═════ Passage to read
Adams’ parents said their son was not racist and the family has lived in an integrated pocket of the city. In recent years, Rock Hill has adopted the motto “No Room for Racism.’’
Will the killings test the character of Rock Hill?
“We’ve got a long way to go in our community in a lot of different ways,’’ Mayor John Gettys told USA TODAY Sports. “This tragedy is still new, still fresh, so we’re going to continue to take it day by day and mourn the losses and hug on each other and love on each other as best we can.’’
C.T. Kirk, a well-known Black pastor in Rock Hill, said he initially was asked to lead the prayer during a vigil for the victims, including Dr. Robert Lesslie, his wife and their two young grandchildren. But before the event, Kirk said, a representative for the Lesslie family told him he no longer would be needed at the event.
Beth Langley, an organizer for the event, did not respond to a request for comment.
The ministers from West End Baptist Church, where the Lesslies attended, were used instead of Kirk during an event that drew about 1,500 people and included no Black clergy.
“Even though we sang great Christian songs and we sang about Jesus, I still felt a very much divided community in that moment,’’ Gray said. “If we don’t dialogue and talk about it, we’ll never be able to fix it.’’
'It's such a quagmire'
Two weeks before the killings, Lauren Adams said, Phillip Adams indicated he had applied with the NFL for disability benefits.
══════════
Work order:
Print the whole Rock Hill news passage word for word.
═════ Records provided
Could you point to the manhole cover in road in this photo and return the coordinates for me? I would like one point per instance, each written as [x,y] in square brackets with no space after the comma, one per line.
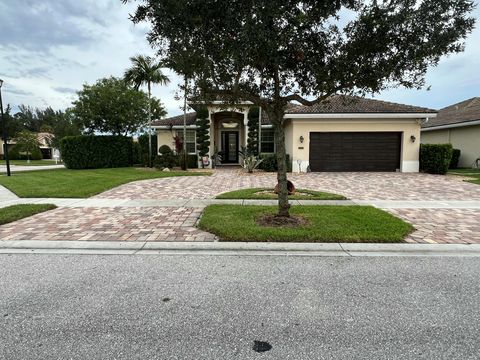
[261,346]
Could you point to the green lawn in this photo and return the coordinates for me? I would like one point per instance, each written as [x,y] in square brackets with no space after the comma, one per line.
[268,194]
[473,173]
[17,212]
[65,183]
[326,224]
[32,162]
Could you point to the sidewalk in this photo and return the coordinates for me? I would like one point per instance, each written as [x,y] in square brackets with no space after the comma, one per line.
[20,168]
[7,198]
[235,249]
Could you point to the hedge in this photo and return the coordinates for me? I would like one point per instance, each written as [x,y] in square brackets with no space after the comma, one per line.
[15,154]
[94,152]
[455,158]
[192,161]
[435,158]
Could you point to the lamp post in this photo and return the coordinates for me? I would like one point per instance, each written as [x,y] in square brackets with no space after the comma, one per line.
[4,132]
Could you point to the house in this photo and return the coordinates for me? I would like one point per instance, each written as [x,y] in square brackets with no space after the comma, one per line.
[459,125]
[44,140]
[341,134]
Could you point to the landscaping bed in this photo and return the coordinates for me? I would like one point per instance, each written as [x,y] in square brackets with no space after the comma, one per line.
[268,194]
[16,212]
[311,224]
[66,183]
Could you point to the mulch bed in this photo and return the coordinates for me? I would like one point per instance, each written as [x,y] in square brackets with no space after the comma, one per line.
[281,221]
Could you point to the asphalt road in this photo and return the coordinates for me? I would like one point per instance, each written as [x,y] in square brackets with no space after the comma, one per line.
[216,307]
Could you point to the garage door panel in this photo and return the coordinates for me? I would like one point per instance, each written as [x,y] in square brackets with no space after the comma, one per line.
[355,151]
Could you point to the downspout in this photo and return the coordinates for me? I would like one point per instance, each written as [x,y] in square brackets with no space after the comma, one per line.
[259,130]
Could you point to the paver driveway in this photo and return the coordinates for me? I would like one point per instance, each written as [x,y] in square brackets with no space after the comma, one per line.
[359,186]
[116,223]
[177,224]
══════════
Written answer:
Adams’ parents said their son was not racist and the family has lived in an integrated pocket of the city. In recent years, Rock Hill has adopted the motto “No Room for Racism.’’
Will the killings test the character of Rock Hill?
“We’ve got a long way to go in our community in a lot of different ways,’’ Mayor John Gettys told USA TODAY Sports. “This tragedy is still new, still fresh, so we’re going to continue to take it day by day and mourn the losses and hug on each other and love on each other as best we can.’’
C.T. Kirk, a well-known Black pastor in Rock Hill, said he initially was asked to lead the prayer during a vigil for the victims, including Dr. Robert Lesslie, his wife and their two young grandchildren. But before the event, Kirk said, a representative for the Lesslie family told him he no longer would be needed at the event.
Beth Langley, an organizer for the event, did not respond to a request for comment.
The ministers from West End Baptist Church, where the Lesslies attended, were used instead of Kirk during an event that drew about 1,500 people and included no Black clergy.
“Even though we sang great Christian songs and we sang about Jesus, I still felt a very much divided community in that moment,’’ Gray said. “If we don’t dialogue and talk about it, we’ll never be able to fix it.’’
'It's such a quagmire'
Two weeks before the killings, Lauren Adams said, Phillip Adams indicated he had applied with the NFL for disability benefits.